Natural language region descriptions
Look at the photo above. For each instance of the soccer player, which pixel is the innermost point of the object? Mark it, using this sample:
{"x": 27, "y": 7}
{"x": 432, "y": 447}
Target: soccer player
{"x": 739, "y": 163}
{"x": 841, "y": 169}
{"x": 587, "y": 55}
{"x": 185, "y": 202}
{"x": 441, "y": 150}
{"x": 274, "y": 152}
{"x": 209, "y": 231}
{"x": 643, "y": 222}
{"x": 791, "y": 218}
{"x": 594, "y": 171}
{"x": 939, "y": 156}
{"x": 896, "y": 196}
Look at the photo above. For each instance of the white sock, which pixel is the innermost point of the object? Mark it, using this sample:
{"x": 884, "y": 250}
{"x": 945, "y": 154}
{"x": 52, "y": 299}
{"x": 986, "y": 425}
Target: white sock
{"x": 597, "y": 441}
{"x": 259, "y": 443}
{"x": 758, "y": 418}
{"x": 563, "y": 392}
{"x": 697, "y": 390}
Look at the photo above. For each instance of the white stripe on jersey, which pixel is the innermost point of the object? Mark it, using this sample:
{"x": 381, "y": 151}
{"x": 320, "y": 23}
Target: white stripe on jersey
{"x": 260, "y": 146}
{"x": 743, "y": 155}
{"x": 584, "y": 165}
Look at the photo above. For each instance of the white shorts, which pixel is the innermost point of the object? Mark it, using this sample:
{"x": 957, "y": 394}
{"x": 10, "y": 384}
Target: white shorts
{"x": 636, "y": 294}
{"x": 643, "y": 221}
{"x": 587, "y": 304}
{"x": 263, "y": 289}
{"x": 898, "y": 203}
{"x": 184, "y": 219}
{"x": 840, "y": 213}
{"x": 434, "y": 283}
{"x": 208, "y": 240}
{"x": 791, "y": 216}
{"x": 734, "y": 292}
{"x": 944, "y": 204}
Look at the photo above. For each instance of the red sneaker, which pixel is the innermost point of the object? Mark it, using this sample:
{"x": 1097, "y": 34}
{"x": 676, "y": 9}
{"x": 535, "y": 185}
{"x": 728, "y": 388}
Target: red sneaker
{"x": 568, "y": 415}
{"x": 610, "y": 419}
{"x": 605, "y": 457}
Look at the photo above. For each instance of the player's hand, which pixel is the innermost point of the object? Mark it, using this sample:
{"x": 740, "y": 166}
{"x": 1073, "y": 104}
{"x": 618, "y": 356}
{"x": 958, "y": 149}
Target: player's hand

◆ What you are asked to do
Starting with the line that contains "Look at the photo above. For each instance of the player's", return each line through the last one of the data above, exactly as written and nothing more.

◆ Answer section
Look at the photo above. For each instance of the player's hand, which pixel is the innermost point of the object? Mark it, using this sample:
{"x": 740, "y": 166}
{"x": 1073, "y": 104}
{"x": 618, "y": 356}
{"x": 958, "y": 149}
Target: player's hand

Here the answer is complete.